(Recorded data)
════════════════════

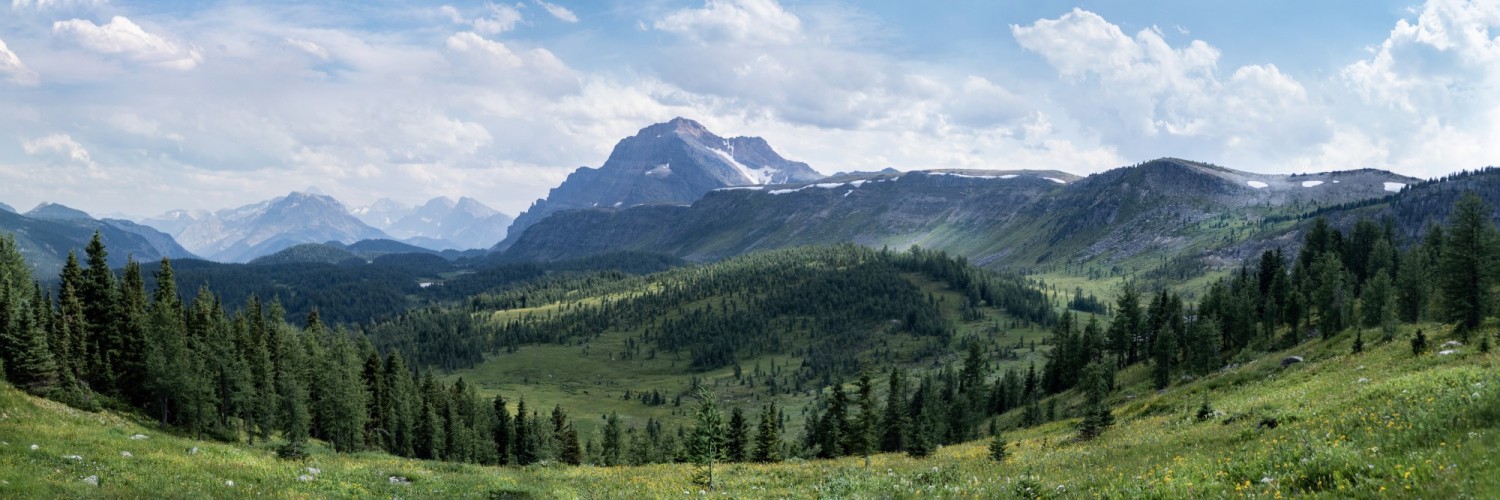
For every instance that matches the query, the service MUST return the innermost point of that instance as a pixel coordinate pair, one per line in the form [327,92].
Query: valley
[1167,329]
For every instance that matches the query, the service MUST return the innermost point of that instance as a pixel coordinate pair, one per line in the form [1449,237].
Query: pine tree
[1419,343]
[768,436]
[521,443]
[1466,272]
[705,445]
[894,424]
[1095,409]
[737,437]
[998,448]
[101,314]
[612,443]
[404,404]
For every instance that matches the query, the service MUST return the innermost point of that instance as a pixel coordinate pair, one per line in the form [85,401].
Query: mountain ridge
[672,162]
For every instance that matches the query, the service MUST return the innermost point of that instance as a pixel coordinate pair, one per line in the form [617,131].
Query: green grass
[1377,424]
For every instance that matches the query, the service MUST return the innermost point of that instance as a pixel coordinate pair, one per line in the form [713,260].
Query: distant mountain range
[672,162]
[1019,219]
[678,189]
[47,233]
[263,228]
[438,224]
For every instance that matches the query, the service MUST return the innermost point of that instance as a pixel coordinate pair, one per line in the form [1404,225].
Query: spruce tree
[521,445]
[1095,386]
[768,436]
[612,443]
[894,422]
[737,437]
[101,316]
[404,406]
[998,448]
[1466,272]
[705,445]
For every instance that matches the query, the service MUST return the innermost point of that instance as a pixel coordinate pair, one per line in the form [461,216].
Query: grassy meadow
[1377,424]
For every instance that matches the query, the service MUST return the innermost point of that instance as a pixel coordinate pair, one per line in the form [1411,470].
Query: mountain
[263,228]
[381,213]
[57,212]
[438,224]
[672,162]
[1014,219]
[50,231]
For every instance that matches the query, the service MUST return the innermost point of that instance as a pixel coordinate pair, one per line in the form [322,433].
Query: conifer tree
[98,296]
[522,442]
[705,445]
[1467,265]
[1095,409]
[894,422]
[404,406]
[998,448]
[737,437]
[612,442]
[768,436]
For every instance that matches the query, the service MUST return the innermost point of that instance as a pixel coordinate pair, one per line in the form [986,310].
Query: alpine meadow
[345,253]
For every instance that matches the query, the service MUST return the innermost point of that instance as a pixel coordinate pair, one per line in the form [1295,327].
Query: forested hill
[824,304]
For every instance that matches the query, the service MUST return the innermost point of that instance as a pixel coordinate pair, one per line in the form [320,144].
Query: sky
[132,108]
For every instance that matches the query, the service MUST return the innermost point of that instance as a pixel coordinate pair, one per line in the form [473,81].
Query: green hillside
[1382,422]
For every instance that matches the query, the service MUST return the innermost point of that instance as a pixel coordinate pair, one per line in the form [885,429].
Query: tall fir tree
[768,436]
[1467,263]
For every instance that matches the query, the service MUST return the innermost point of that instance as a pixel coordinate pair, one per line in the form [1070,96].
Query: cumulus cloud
[563,14]
[59,144]
[491,20]
[11,65]
[123,36]
[1143,93]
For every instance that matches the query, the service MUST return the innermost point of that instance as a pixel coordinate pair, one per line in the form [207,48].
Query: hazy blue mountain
[47,239]
[995,218]
[263,228]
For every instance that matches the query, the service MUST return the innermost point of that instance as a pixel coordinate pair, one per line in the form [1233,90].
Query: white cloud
[308,47]
[1145,95]
[11,65]
[494,18]
[123,36]
[563,14]
[735,21]
[494,51]
[62,144]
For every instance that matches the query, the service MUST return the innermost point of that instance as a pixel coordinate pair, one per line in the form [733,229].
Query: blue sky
[129,107]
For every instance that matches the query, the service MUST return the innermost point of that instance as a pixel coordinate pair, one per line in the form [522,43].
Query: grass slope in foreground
[1373,424]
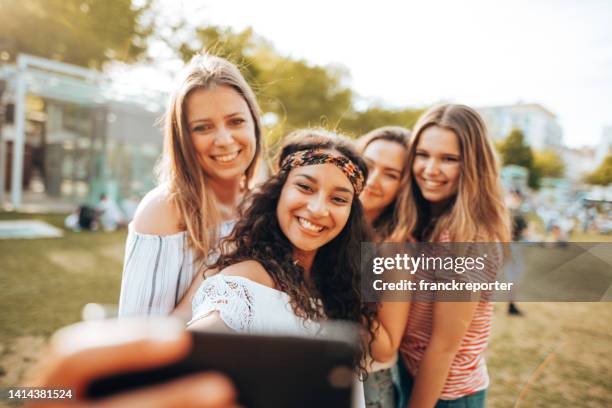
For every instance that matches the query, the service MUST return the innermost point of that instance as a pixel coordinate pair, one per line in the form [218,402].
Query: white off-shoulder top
[157,271]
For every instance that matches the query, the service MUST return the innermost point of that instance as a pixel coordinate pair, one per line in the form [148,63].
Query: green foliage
[548,163]
[81,32]
[514,150]
[603,174]
[299,94]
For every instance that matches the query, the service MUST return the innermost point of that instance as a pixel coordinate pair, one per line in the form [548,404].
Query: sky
[557,53]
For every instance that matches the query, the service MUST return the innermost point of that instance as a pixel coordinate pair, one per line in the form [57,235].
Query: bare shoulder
[251,270]
[156,214]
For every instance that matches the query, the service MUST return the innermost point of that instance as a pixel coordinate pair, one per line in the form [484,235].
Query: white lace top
[249,307]
[157,271]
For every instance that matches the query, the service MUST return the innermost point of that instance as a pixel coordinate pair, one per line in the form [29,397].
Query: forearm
[431,377]
[393,317]
[382,347]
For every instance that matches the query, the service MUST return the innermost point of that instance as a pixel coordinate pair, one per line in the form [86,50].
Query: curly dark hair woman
[276,232]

════════════════════

INSTRUCTION: Transcribe the records verbatim and omit the images.

RESULT BELOW:
For every instance that matches the query, the service MUST return the innermost point of that instance as a pixel coordinate pair, one per line in the form [327,92].
Query: valley
[1167,329]
For every instance that matches the query, the service MUST return the innermost point of that instance as a pixel coordinate pair, one per line in the form [1449,237].
Query: pine tree
[1419,343]
[768,436]
[521,443]
[1466,272]
[705,445]
[894,424]
[1095,409]
[737,437]
[998,448]
[101,314]
[612,443]
[404,404]
For every instance that matches the query, the service MUST return the innermost point of that instance as a pixel coordinate pair, one per line in the form [85,401].
Query: mountain ridge
[672,162]
For every instance that matches the query, the service MUST return the innermost point of that instance as a pixel coordinate pair, one per line in the form [617,131].
Query: green grass
[1377,424]
For every instance that matches the query, the service MUST return the innermost point of that instance as a pixel coordinate pair, one per line in the form [713,260].
Query: distant mountain range
[672,162]
[1019,219]
[678,189]
[47,233]
[263,228]
[438,224]
For every instance that matches the query, the service MUST return the innermost point of that instance as a pixel coordinate pair, one per line in the form [1404,225].
Query: spruce tree
[521,445]
[1095,386]
[768,436]
[612,443]
[894,422]
[737,437]
[101,316]
[404,406]
[998,448]
[1466,272]
[705,445]
For every instance that matches the query, the service MUST return the innermost point of that instance as a pixel coordinate pair, one per line in the form [461,216].
Query: grassy meadow
[1377,424]
For every instance that matches the query, the service MUST return the innermost point of that instance as a pixel coordinate pair, one per line in the form [1411,470].
Query: mountain
[263,228]
[381,213]
[57,212]
[438,224]
[672,162]
[1014,219]
[50,231]
For every instance that matches the query, the service MUST return the innermost point of that instance as a pixel coordinate pair, one per line in the form [322,433].
Query: conifer tree
[98,296]
[522,442]
[705,445]
[1467,265]
[1095,409]
[894,422]
[404,406]
[998,448]
[737,437]
[612,442]
[768,436]
For every instance that matches the query, the service MUST return the innermost point of that instance as a pixel coordinate pair, one per line in the form [986,310].
Query: alpine meadow
[345,253]
For every instance that matches the query, the service MUST return the innermost point of that instance as a pixel coordinate pair, one per line in the form [1295,327].
Query: forested hill
[824,304]
For every instance that matches the query, the service MUST return the innermost point of that instance as a pixel coordinate pair, one per line in the form [320,144].
Query: sky
[132,108]
For every instance that matches the query, the service MUST return the innermost point of that instance as a pixel coordinate pair, one per line in the form [473,81].
Query: green hillside
[1382,422]
For every instance that matches the query, the service MUST return the innermost point of that instance as a pixel coordinate pair, one per line in the form [885,429].
Query: tall fir tree
[768,436]
[1467,263]
For every instance that matches the query, the service MUST return the innermost point of that instance as a pixel coordinate pair, one per line in the form [1070,96].
Query: cumulus cloud
[563,14]
[59,144]
[491,20]
[11,65]
[123,36]
[1143,93]
For every instance that matches the query, the service MUST return the innermost point of that instance as a pixel coordinate pair, one per line in the form [207,48].
Query: hazy blue mountain
[47,239]
[995,218]
[263,228]
For every instance that matches the query, the service MUST return the innermost point of that instance as a pixel coordinate pair, one per line in the form [1233,90].
Query: white cloud
[308,47]
[1145,95]
[11,65]
[494,18]
[123,36]
[563,14]
[735,21]
[494,51]
[62,144]
For every instance that matches the query, the service MUST return the innermost point of that instance as a pixel coordinate pair, one per line in the form [733,229].
Query: blue sky
[129,107]
For every instance that matches the query, the service MUST return the innermost point of that instance as a pixel coordinate pair, one per line in the form [522,43].
Query: grass slope in foreground
[1373,424]
For every instance that matches the query, the service MUST return the innermost point of that instance as a pixel coordinate pair, one per line in the form [218,402].
Query: white off-shoulder top
[157,271]
For every instance that matches the query, the service MUST return the innermost point of that instance as a pixel coordinate pair, one per line in the form [148,63].
Query: green foliage
[548,163]
[81,32]
[514,150]
[603,174]
[299,94]
For every instance that matches the query, the service MUST return the innermost point of that instance as a pixel coordinate pair, one per line in the form [548,404].
Query: sky
[557,53]
For every instance that matches the query, the service MUST return the innermost point of that instance as a pixel coordinate pair, one per line in the form [57,235].
Query: bare shoulder
[251,270]
[156,214]
For every instance that matches the query, the service MUST return the innermost point of that instance as a pixel coordinate pair, one per line in the form [484,235].
Query: white lace top
[249,307]
[157,271]
For every instance that matches the query, the service MUST return the innermost point of that instance as a pixel coordinate pair, one per line in the form [29,397].
Query: forearm
[431,377]
[393,317]
[382,347]
For every instance that matches the query, the service MUST return the innermost point of that instance as a pixel coordinate pair, one per line in the form [86,50].
Query: curly dark hair woman
[276,232]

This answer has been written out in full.